**What you need to do:**
For every entry below, give an exact repeat and leave out the pictures.

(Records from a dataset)
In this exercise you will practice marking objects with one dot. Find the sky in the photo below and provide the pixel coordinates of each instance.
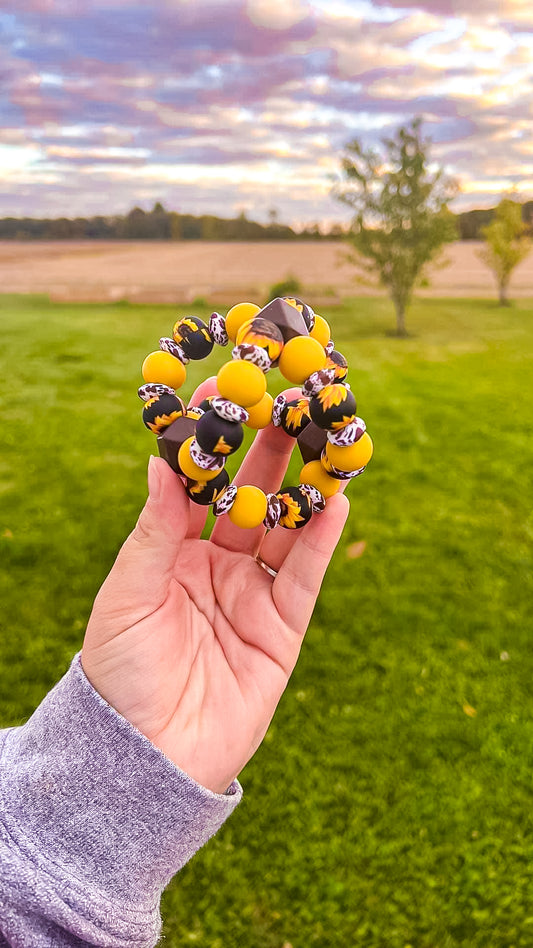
(224, 106)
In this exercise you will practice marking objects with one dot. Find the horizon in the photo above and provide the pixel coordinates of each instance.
(224, 106)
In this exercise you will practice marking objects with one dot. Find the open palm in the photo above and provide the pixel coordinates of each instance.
(190, 639)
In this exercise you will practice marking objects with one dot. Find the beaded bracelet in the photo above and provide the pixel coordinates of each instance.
(196, 441)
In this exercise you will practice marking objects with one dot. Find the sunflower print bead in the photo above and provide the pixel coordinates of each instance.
(296, 508)
(333, 407)
(207, 492)
(161, 410)
(193, 336)
(294, 416)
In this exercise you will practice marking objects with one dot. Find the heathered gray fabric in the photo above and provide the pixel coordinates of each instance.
(94, 822)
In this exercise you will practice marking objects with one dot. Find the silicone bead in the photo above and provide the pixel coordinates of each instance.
(353, 457)
(160, 411)
(193, 336)
(321, 331)
(168, 345)
(273, 511)
(317, 381)
(296, 508)
(238, 315)
(217, 329)
(226, 501)
(263, 333)
(260, 415)
(338, 363)
(348, 435)
(162, 367)
(295, 416)
(313, 473)
(304, 309)
(207, 492)
(334, 407)
(241, 382)
(217, 436)
(254, 354)
(228, 410)
(188, 467)
(249, 508)
(155, 388)
(300, 357)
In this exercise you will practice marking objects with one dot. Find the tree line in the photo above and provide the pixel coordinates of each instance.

**Task solution:**
In this exercise you will practice marking objects with one dot. Find the sky in the photo below and provide the pixel coordinates of each instance.
(224, 106)
In this exercise you will practice marking objects with one dot. Find the horizon in the photo above and provide the pixel coordinates of each instance.
(224, 106)
In this exercise you will practice marking objects with one dot. Find the open palm in the photo above and provide the pixel coordinates of each instance.
(190, 639)
In this exercise you will practice marking objects with one dot. Find the beaded bracelet in the photo above and provide the pixel coordinates of each instance.
(196, 441)
In this exercise you will practice marking objects with one dot. Find the sunflower print bead in the photo above and provide the pixel coordinates of each instance.
(296, 508)
(333, 407)
(207, 492)
(161, 410)
(193, 336)
(294, 416)
In this exercise you will practice marking objects with one dot. Find the heathered gray fabric in the photo above and provide the pixel coordinates of each instance.
(94, 822)
In this exercise you will practice marking objects with one dot. Find the silicone bead in the photo above and provide the pixel coordinates of each instance.
(353, 457)
(160, 411)
(193, 336)
(321, 331)
(168, 345)
(273, 511)
(317, 381)
(296, 508)
(238, 315)
(217, 329)
(226, 501)
(263, 333)
(260, 415)
(338, 363)
(348, 435)
(162, 367)
(295, 416)
(313, 473)
(304, 309)
(207, 492)
(334, 407)
(241, 382)
(217, 436)
(254, 354)
(228, 410)
(188, 467)
(249, 508)
(155, 388)
(300, 357)
In this exercise you will practice marking objects with one dot. Find the tree line in the photo above and provide the pixel coordinates of each instance.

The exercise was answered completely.